WHAT THIS TASK INVOLVES
What you return should be the complete listing, unchanged, with no pictures in it.

LISTED ENTRIES START

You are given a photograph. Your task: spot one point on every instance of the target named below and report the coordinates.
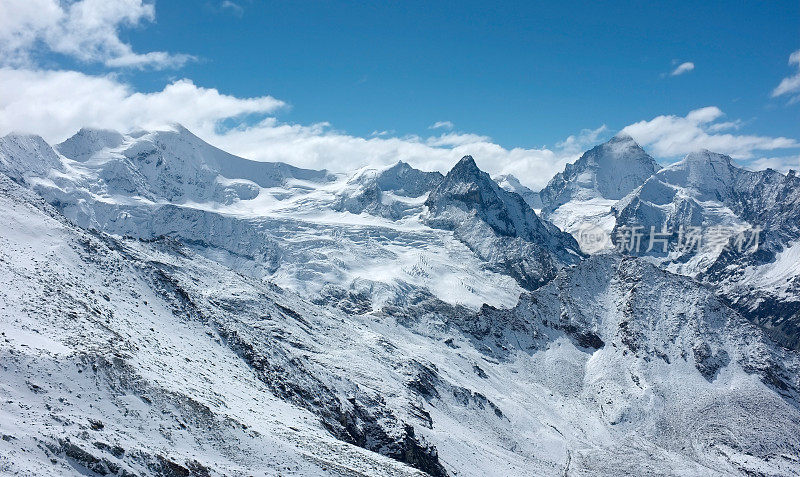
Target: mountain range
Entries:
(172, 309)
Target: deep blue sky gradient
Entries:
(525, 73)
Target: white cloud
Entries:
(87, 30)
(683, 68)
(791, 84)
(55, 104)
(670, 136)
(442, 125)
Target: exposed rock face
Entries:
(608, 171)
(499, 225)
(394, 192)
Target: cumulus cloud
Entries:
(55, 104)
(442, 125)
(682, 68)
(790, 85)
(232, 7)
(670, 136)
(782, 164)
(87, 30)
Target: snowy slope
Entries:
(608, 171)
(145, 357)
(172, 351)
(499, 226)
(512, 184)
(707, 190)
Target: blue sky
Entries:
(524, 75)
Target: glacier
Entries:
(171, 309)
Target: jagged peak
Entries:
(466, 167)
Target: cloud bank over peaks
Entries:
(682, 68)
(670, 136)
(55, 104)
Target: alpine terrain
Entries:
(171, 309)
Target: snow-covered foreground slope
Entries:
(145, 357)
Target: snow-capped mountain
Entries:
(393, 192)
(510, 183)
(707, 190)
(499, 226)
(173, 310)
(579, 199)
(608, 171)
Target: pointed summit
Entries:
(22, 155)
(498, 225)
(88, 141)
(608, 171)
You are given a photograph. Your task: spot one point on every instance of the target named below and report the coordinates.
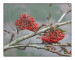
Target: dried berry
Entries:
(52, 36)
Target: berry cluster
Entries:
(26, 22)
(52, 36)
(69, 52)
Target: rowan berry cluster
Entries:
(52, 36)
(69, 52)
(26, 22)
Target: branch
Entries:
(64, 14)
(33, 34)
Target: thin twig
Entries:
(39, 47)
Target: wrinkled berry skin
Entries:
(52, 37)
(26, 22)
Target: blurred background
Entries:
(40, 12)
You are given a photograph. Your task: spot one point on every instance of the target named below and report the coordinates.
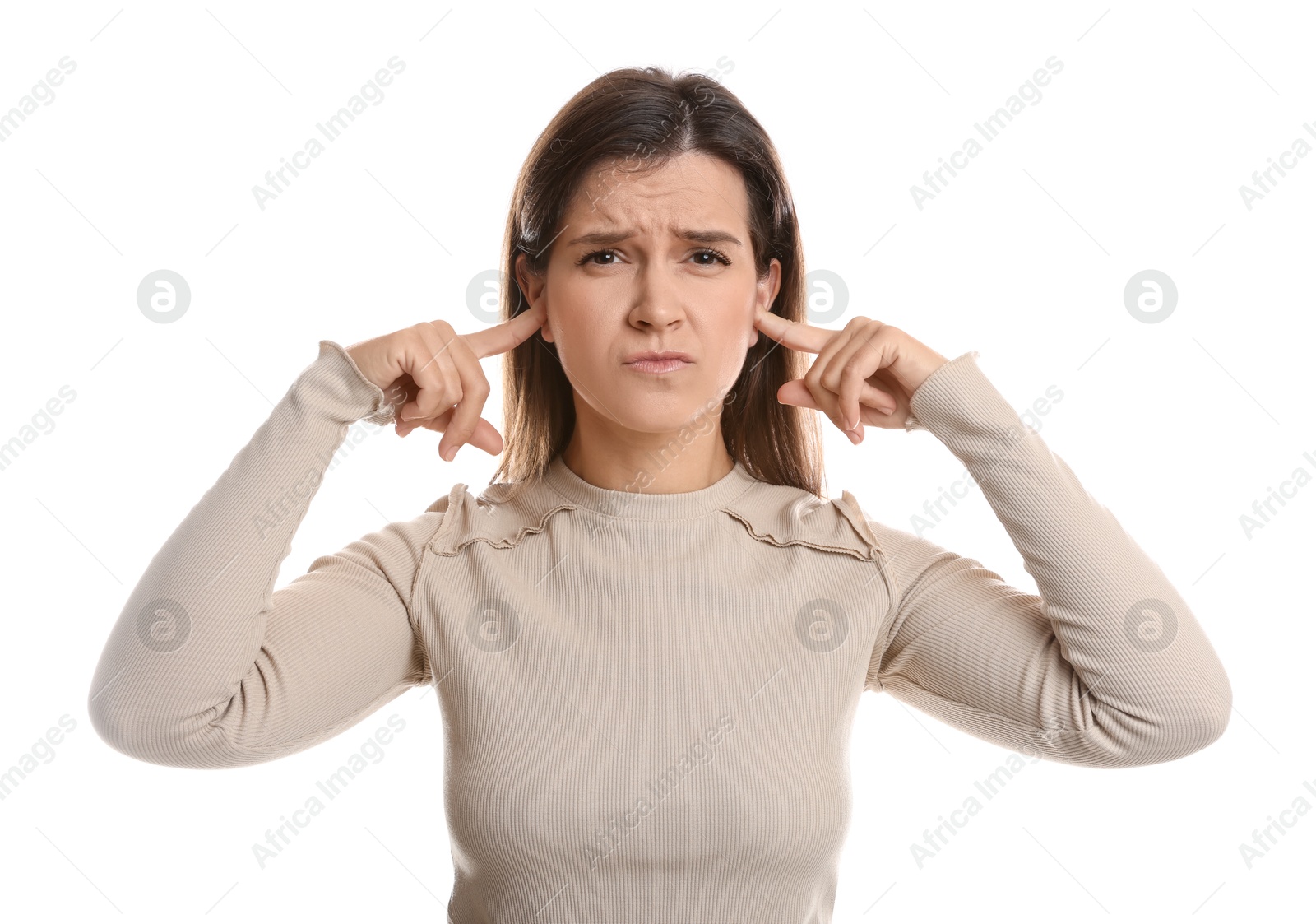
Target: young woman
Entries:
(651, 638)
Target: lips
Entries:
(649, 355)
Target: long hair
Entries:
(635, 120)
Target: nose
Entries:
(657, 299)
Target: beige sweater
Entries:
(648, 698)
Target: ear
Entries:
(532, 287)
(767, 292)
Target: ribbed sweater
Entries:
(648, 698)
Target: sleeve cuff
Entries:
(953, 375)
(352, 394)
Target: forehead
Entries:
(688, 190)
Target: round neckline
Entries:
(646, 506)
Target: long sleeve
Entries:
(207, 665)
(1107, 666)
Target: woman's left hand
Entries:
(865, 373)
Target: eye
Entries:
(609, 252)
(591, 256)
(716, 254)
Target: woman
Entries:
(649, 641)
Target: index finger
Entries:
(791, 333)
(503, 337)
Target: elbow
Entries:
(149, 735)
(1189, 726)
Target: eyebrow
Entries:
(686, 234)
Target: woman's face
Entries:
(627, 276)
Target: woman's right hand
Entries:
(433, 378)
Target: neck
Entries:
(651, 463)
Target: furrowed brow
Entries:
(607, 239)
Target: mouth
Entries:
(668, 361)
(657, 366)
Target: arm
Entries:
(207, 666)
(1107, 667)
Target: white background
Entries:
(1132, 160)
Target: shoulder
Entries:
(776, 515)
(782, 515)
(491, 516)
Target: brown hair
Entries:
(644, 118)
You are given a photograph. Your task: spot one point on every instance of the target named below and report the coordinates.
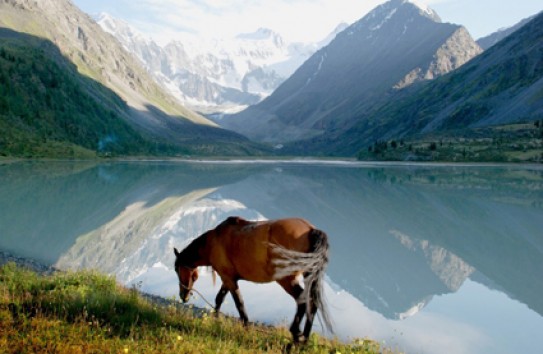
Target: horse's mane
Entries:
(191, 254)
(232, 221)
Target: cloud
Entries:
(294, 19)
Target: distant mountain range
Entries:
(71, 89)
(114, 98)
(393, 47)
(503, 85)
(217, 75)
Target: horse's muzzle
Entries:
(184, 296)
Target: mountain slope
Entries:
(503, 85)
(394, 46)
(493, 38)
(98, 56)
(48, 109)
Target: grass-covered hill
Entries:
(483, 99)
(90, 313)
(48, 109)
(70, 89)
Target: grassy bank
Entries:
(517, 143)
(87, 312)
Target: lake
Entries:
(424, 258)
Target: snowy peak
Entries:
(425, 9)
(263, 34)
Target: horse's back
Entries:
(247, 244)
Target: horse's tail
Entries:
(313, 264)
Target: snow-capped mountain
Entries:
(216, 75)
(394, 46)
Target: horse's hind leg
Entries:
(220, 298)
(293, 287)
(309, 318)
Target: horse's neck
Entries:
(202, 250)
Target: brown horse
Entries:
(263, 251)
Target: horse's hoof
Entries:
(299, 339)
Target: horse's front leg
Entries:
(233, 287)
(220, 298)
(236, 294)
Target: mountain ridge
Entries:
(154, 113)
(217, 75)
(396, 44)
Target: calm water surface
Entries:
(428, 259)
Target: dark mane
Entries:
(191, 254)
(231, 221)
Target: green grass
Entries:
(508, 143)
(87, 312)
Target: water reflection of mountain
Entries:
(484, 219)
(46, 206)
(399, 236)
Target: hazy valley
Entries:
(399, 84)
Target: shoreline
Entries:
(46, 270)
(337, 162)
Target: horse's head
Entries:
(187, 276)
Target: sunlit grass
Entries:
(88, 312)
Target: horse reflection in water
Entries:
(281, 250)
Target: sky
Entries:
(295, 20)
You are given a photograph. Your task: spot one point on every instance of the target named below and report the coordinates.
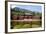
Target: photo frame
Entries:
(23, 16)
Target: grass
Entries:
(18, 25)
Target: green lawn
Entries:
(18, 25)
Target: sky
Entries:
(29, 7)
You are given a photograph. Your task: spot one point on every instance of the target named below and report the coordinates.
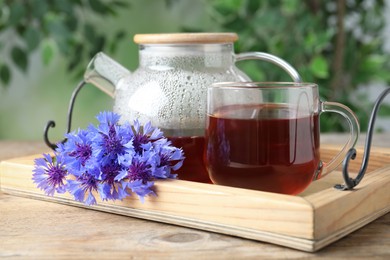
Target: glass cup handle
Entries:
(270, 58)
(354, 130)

LISTED ENTRIES END

WRITTEN SOLUTION
You are given a photograph. Your task: spot one point on every instance of the target named below and report the coordinates.
Target: mountain range
Entries:
(172, 309)
Target: deep blue sky gradient
Entries:
(525, 73)
Target: white cloud
Entries:
(87, 30)
(683, 68)
(791, 84)
(55, 104)
(670, 136)
(442, 125)
Target: exposed rock face
Entries:
(608, 171)
(499, 225)
(394, 192)
Target: cumulus cloud
Entries:
(55, 104)
(442, 125)
(682, 68)
(790, 85)
(232, 7)
(670, 136)
(782, 164)
(87, 30)
Target: snowy slope
Entries:
(608, 171)
(145, 357)
(172, 351)
(499, 226)
(512, 184)
(707, 190)
Target: blue sky
Entries:
(524, 75)
Target: glacier
Entries:
(171, 309)
Target: jagged peak
Entries:
(466, 167)
Target: cloud bank over peaks
Entries:
(682, 68)
(670, 136)
(55, 104)
Target: alpine terrain
Entries:
(171, 309)
Target: snow-covered foreground slope
Entries:
(145, 357)
Target: snow-capped mountain
Entries:
(393, 192)
(510, 183)
(707, 190)
(499, 226)
(173, 310)
(579, 199)
(608, 171)
Target: pointed summit
Entries:
(22, 155)
(498, 225)
(88, 141)
(608, 171)
You are given a photograph. Your task: spot one point on every instance of the target named below and report the coordinates.
Target: dried berry
Entries:
(52, 36)
Target: berry cluster
Entries:
(26, 22)
(52, 36)
(69, 52)
Target: rowan berry cluster
Entries:
(52, 36)
(69, 52)
(26, 22)
Target: branch
Entries:
(64, 14)
(33, 34)
Target: thin twig
Entries:
(39, 47)
Target: wrinkled berry skin
Entries:
(52, 37)
(26, 22)
Target: blurred background
Entries:
(40, 12)
You are given a photograph. Your task: spot one point on every instance of the target named below and report the coordinates.
Target: young woman
Entries:
(651, 638)
Target: lips
Entries:
(649, 355)
Target: long hair
Entries:
(635, 120)
Target: nose
Entries:
(657, 299)
Target: beige sweater
Entries:
(648, 698)
Target: ear
Entries:
(532, 287)
(767, 292)
Target: ribbed sweater
Entries:
(648, 698)
Target: sleeve cuff
Entries:
(953, 375)
(352, 394)
Target: forehead
Entries:
(688, 190)
Target: round neckline
Entries:
(646, 506)
Target: long sleeve
Entries:
(207, 665)
(1107, 666)
Target: woman's left hand
Entries:
(865, 373)
Target: eye
Entries:
(609, 252)
(591, 256)
(716, 254)
Target: woman
Entries:
(649, 641)
Target: index finger
Entries:
(791, 333)
(503, 337)
Target: elbow
Entries:
(149, 735)
(1189, 726)
Target: eyebrow
Entries:
(686, 234)
Target: woman's face
Entries:
(627, 276)
Target: woman's right hand
Entries:
(433, 378)
Target: neck
Entries:
(651, 463)
Target: furrowed brow
Entries:
(607, 239)
Target: mouth
Entries:
(668, 361)
(657, 366)
Target: arm
Entries:
(207, 666)
(1107, 667)
Target: white background
Entries:
(1132, 160)
Target: shoulder
Entries:
(776, 515)
(782, 515)
(491, 516)
Target: brown hair
Entries:
(644, 118)
You are given a photograph. Your task: spot one point on every instance of the target named below and report the coordinates.
Target: horse's mane
Entries:
(191, 254)
(232, 221)
Target: cloud
Entries:
(294, 19)
Target: distant mountain range
Entries:
(71, 89)
(114, 98)
(393, 47)
(503, 85)
(217, 75)
Target: horse's muzzle
Entries:
(184, 296)
Target: mountain slope
Entries:
(503, 85)
(394, 46)
(493, 38)
(98, 56)
(48, 109)
Target: grass-covered hill
Entries:
(483, 99)
(90, 313)
(48, 109)
(70, 89)
Target: grassy bank
Entries:
(517, 143)
(87, 312)
Target: lake
Entries:
(424, 258)
Target: snowy peak
Entries:
(425, 9)
(263, 34)
Target: horse's back
Entries:
(247, 244)
Target: horse's tail
Entries:
(313, 264)
Target: snow-capped mountain
Entries:
(216, 75)
(394, 46)
Target: horse's hind leg
Entries:
(220, 298)
(293, 287)
(309, 318)
Target: horse's neck
Entries:
(202, 250)
Target: brown horse
Entries:
(263, 251)
Target: horse's hoof
Entries:
(299, 339)
Target: horse's front leg
Entries:
(233, 287)
(220, 298)
(236, 294)
Target: mountain ridge
Entries:
(154, 113)
(217, 75)
(396, 44)
Target: calm water surface
Entries:
(428, 259)
Target: dark mane
Entries:
(191, 254)
(231, 221)
Target: green grass
Entries:
(508, 143)
(87, 312)
Target: water reflection of mountain
Entries:
(484, 219)
(46, 206)
(399, 236)
Target: hazy valley
Entries:
(399, 84)
Target: shoreline
Entries:
(46, 270)
(337, 162)
Target: horse's head
Entries:
(187, 276)
Target: sunlit grass
Entries:
(88, 312)
Target: horse reflection in water
Entries:
(281, 250)
Target: sky
Entries:
(295, 20)
You are given a photograph. Your task: spot one point on every instance of the target named below and report the coordinates.
Target: photo frame
Entries:
(23, 16)
Target: grass
Entries:
(18, 25)
Target: green lawn
Entries:
(18, 25)
Target: sky
Entries:
(29, 7)
You are given a photograph. Your task: spot one point on every instance of the target named below and report the coordinates.
Target: glass cup handle
Entries:
(270, 58)
(354, 130)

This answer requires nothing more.